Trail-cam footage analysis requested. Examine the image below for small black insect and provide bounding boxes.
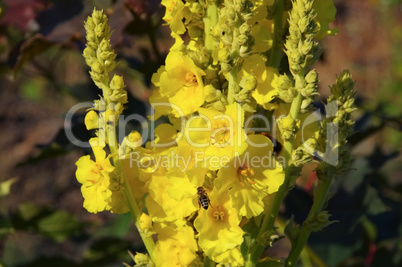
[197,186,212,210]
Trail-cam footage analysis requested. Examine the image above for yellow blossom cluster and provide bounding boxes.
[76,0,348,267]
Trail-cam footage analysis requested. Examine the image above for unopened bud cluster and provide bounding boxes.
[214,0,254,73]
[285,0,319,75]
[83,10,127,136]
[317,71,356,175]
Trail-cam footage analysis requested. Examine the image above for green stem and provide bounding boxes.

· · · ·

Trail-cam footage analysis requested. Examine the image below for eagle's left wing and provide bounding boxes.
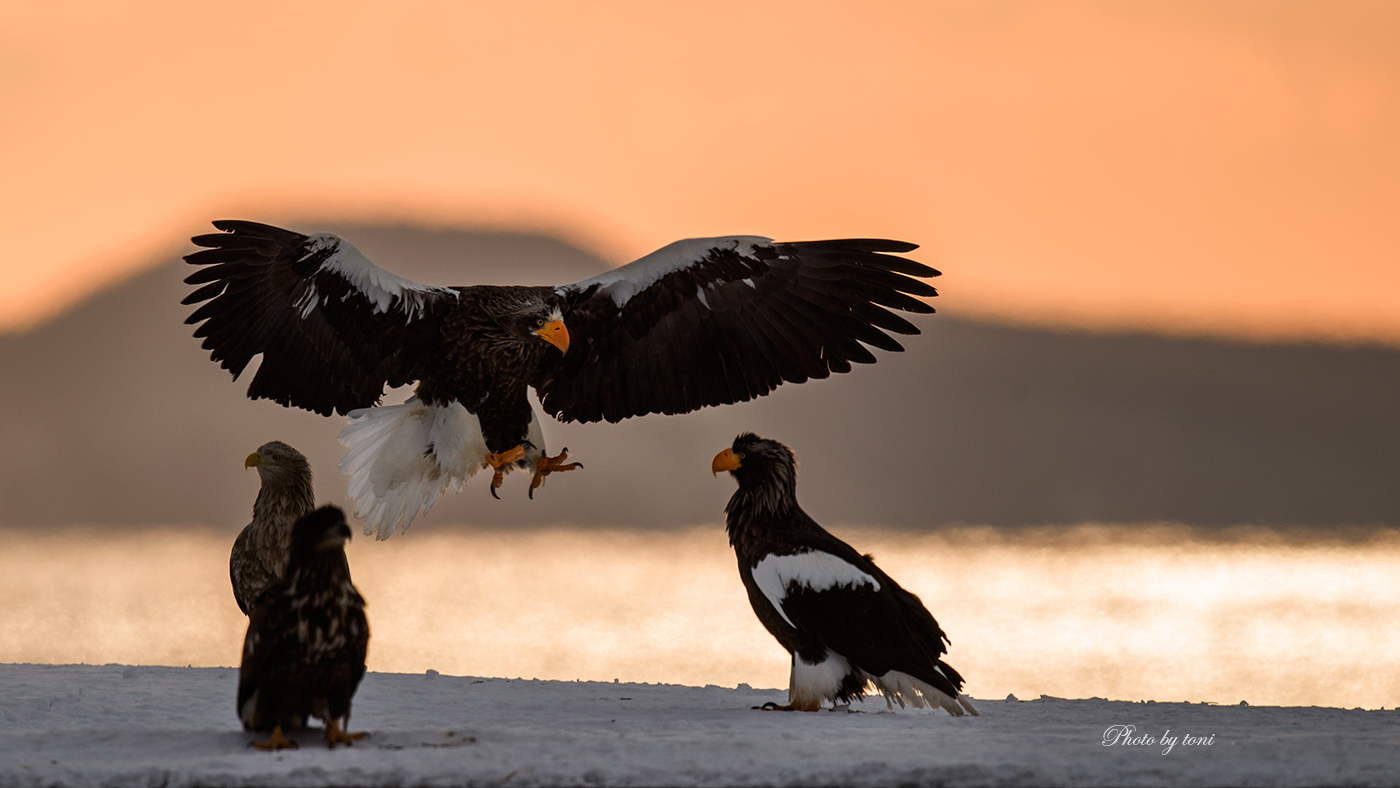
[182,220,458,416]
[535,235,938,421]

· · · ·

▸ Exercise requirements
Copy out word for word the lines from the one containing "insect and provide bounding boxes." through the one containing "stem and provide bounding boxes.", including both of those lines. Leave the pictures out of your copy.

▸ Correct response
Trail-cam footage analysis requested. Examine the image below for small black insect and provide bounding boxes.
[197,186,212,210]
Trail-cam footage analysis requested. Examine the image above for yellow blossom cluster and provide bounding boxes.
[76,0,348,267]
Trail-cam footage analysis requested. Examine the image above for unopened bud cluster and provide bounding boxes.
[214,0,254,73]
[285,0,319,75]
[83,10,127,136]
[317,71,356,175]
Trail-cam footage analysis requested. Examine the image above for green stem and provide bounding boxes.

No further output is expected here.